____ INPUT DATA

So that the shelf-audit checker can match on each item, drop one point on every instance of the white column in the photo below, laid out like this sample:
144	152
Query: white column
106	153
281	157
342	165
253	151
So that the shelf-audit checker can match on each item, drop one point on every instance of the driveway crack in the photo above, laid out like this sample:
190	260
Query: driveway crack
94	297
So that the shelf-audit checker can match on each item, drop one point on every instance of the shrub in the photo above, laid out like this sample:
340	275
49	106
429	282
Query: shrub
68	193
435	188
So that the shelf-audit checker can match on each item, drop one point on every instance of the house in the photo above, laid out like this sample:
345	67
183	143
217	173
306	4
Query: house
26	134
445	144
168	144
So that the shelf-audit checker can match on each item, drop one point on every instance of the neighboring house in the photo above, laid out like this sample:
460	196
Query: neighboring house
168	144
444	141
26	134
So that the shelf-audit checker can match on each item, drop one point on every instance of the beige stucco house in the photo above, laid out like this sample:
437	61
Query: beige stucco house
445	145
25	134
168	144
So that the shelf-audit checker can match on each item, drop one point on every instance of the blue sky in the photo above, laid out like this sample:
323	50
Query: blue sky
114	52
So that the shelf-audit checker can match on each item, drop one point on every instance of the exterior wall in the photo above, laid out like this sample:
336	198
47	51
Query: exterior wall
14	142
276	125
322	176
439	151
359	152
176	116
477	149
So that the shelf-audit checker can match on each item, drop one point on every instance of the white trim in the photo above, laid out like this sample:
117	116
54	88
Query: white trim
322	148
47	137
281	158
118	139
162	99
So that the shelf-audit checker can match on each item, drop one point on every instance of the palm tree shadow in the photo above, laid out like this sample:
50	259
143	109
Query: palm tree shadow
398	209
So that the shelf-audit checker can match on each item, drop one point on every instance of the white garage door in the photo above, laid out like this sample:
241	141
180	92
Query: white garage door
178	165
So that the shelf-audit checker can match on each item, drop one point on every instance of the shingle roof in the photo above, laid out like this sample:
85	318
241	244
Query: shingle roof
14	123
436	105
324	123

________

#### [ABOUT THIS TASK]
Which lines above hold the string "each"? Copy every one of them.

#### [WRITTEN RESPONSE]
So that the shelf-audit checker can match on each item, drop one point on every instance of the white column in the photo below, laid out like this sample:
So that the shelf-audit checker can match on each item, drop one point on every instance of the driveway crack in the photo above, laid out like this sample:
So that the shelf-audit checker can match on each item, drop one point on every instance of the shrub in the photo above, laid out like this sample:
So that the shelf-audit checker can match on each item, drop one point on every instance of the house in the photo above, laid out like this sample:
So that the shelf-audit checker can match on each item, drop one point on every instance of the neighboring house in the photo above, laid out like this sample:
So that the shelf-audit checker can match on each item, drop one point on every instance of the beige stucco house in the photo above, laid out like this sample:
So that the shelf-audit checker can match on each item, drop one point on every instance of the blue sky in the photo above, laid out like this sample:
So that the shelf-audit checker can match on each item, drop one point on every instance of the exterior wall in the photo above, laid out like this sample:
So that the shelf-audit checker can match on each item, drop one point on every instance of the white trim in the photo above, laid out like this sample:
So that the shelf-audit checker can match on each item, drop one point on every instance of the palm tree shadow in the photo above, laid out like this sample:
So that the shelf-audit checker can match on each item, drop one point on every instance of the white garage door in the photo above, laid out like this sample:
So that the shelf-audit checker can match on each item, drop one point on every instance of the shingle roof in the photo above, laid out like this sample:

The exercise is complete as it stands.